Stated problem
Return every line of the material below that contains the string "lawn". Treat uppercase and lowercase letters as different.

Data shown
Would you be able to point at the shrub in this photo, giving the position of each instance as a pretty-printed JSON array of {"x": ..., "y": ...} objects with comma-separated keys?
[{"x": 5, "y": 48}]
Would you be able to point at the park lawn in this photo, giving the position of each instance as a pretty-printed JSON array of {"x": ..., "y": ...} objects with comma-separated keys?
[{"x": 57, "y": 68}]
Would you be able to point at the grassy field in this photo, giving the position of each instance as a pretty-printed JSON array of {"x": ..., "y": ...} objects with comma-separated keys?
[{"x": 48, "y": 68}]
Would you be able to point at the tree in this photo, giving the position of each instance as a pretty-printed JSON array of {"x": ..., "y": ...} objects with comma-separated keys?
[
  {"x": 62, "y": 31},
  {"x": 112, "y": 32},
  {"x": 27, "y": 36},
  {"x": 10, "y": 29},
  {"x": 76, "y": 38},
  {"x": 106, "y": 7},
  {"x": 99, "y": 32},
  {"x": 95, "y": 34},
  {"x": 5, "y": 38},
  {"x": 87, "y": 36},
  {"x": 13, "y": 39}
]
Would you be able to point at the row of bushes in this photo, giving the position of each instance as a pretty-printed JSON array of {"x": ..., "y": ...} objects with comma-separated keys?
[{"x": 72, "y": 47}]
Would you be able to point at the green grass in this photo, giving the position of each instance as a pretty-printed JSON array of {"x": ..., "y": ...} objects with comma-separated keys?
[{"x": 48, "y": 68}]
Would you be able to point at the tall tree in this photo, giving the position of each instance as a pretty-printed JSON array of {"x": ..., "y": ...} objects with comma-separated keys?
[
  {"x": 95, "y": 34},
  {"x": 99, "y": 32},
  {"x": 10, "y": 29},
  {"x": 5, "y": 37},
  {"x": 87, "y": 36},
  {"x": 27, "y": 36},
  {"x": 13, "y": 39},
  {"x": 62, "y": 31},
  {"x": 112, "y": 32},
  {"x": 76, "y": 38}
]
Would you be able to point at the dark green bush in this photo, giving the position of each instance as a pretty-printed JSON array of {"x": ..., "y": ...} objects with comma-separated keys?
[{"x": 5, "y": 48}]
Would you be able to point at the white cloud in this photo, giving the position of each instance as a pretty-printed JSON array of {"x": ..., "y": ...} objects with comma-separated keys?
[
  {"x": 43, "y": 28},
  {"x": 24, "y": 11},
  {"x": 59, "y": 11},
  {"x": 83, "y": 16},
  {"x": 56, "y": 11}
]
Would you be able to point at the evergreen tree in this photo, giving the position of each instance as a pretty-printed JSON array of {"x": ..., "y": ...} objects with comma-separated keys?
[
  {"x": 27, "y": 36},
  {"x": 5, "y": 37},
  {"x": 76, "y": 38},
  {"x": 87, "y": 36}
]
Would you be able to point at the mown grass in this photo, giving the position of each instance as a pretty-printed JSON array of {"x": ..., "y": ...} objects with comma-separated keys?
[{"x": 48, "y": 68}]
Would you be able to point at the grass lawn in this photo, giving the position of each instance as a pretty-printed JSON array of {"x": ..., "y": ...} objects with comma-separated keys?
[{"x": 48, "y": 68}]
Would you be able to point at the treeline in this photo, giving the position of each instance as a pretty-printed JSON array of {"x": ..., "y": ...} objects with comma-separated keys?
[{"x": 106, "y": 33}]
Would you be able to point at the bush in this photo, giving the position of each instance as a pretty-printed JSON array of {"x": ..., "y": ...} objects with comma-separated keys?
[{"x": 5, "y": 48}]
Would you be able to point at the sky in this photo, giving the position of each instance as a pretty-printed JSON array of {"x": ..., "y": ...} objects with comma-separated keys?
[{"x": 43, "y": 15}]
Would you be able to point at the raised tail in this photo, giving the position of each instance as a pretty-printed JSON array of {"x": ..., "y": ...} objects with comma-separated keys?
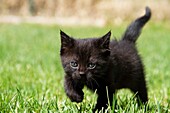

Answer for the task
Would you be able to point at the park lawn in this photo, giving the position of each instance as a pretty-printed JSON array of {"x": ..., "y": ...} objects with comma-separated keys?
Would you be able to point at the grass lawn in this photo, giving the position of each instance as a pretty-printed JSON array of {"x": ..., "y": ...} objects with comma-separated keys?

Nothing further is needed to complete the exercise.